### DOCUMENT PASSAGE
● ● ● ● ● ● ●

It is impossible, however, to prevent our soldiers billeted in France from occasionally contracting communicable diseases from the French civilian population, and it is obvious that as there were from 3 to 5 per cent. of the soldiers uninoculated against typhoid fever, we would get some cases of typhoid fever.
Besides this, unless further precautions were taken, the army would be susceptible to disease such as cholera, dysentery and the like should there be cases of these in the war zone.
We therefore arrive at the conclusion that, as there might be some "carriers" and undiagnosed cases of disease among soldiers and civilians excreting disease germs, additional means must be adopted to destroy such germs before they could reach other soldiers. This is the place where sanitation and hygiene steps in, and it is in these matters that the army of Great Britain is unexcelled by any army in the field to-day.

● ● ● ● ● ● ●

### INPUT DATA

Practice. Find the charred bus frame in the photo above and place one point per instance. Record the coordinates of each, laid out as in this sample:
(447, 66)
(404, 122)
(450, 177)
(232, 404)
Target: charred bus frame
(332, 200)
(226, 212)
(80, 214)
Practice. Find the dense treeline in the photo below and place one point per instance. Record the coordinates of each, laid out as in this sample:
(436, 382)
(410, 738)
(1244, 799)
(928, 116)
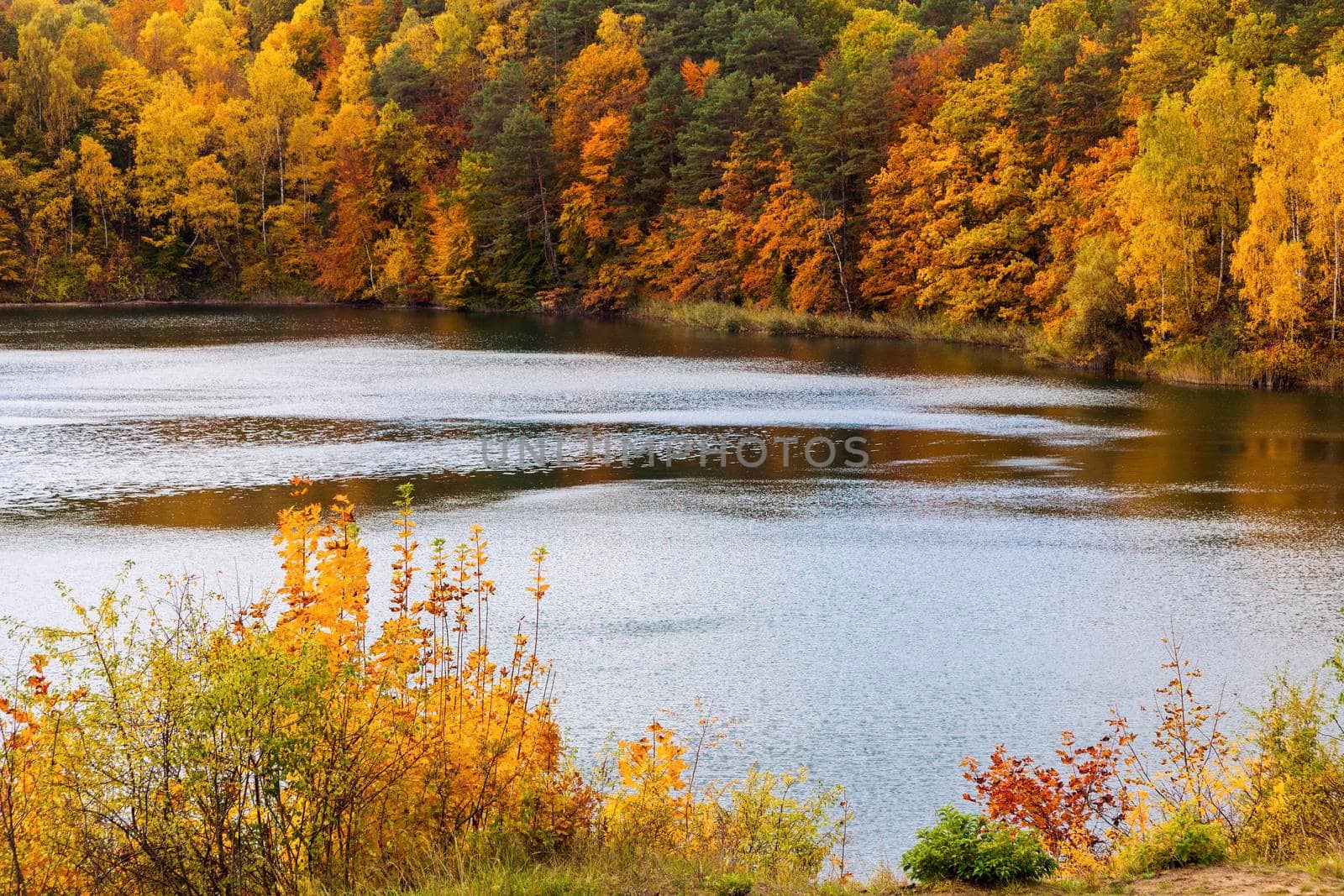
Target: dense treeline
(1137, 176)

● ● ● ● ● ● ●

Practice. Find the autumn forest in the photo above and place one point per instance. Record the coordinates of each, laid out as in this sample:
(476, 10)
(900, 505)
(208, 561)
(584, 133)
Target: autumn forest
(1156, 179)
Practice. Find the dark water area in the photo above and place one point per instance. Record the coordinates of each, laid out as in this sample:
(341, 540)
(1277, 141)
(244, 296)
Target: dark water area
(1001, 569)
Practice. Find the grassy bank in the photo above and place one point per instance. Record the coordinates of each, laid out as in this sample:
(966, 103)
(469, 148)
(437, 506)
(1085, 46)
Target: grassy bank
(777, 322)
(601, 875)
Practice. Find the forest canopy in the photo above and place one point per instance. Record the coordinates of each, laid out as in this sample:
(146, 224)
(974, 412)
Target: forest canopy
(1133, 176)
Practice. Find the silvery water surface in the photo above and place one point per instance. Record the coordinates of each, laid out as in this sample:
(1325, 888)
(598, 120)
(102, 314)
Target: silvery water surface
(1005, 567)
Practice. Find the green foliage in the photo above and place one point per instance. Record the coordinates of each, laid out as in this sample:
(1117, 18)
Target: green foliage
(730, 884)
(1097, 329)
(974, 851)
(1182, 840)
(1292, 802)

● ● ● ● ● ● ●

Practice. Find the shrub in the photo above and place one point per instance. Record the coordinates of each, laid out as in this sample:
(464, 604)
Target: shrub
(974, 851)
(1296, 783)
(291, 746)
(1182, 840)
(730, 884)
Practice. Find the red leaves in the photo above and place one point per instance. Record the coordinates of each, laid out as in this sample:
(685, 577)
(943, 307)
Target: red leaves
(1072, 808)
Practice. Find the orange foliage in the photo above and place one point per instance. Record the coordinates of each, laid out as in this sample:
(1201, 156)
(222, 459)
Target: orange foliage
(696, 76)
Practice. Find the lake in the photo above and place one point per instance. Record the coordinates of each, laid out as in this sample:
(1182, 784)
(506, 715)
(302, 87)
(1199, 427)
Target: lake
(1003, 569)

● ● ● ● ● ● ●

### WORK ORDER
Translate this sentence from the passage on disease among soldiers in France into Spanish: "Besides this, unless further precautions were taken, the army would be susceptible to disease such as cholera, dysentery and the like should there be cases of these in the war zone."

### RESPONSE
Además de esto, a menos que se tomaran más precauciones, el ejército sería susceptible a enfermedades como el cólera, la disentería y otras semejantes si hubiera casos de estas en la zona de guerra.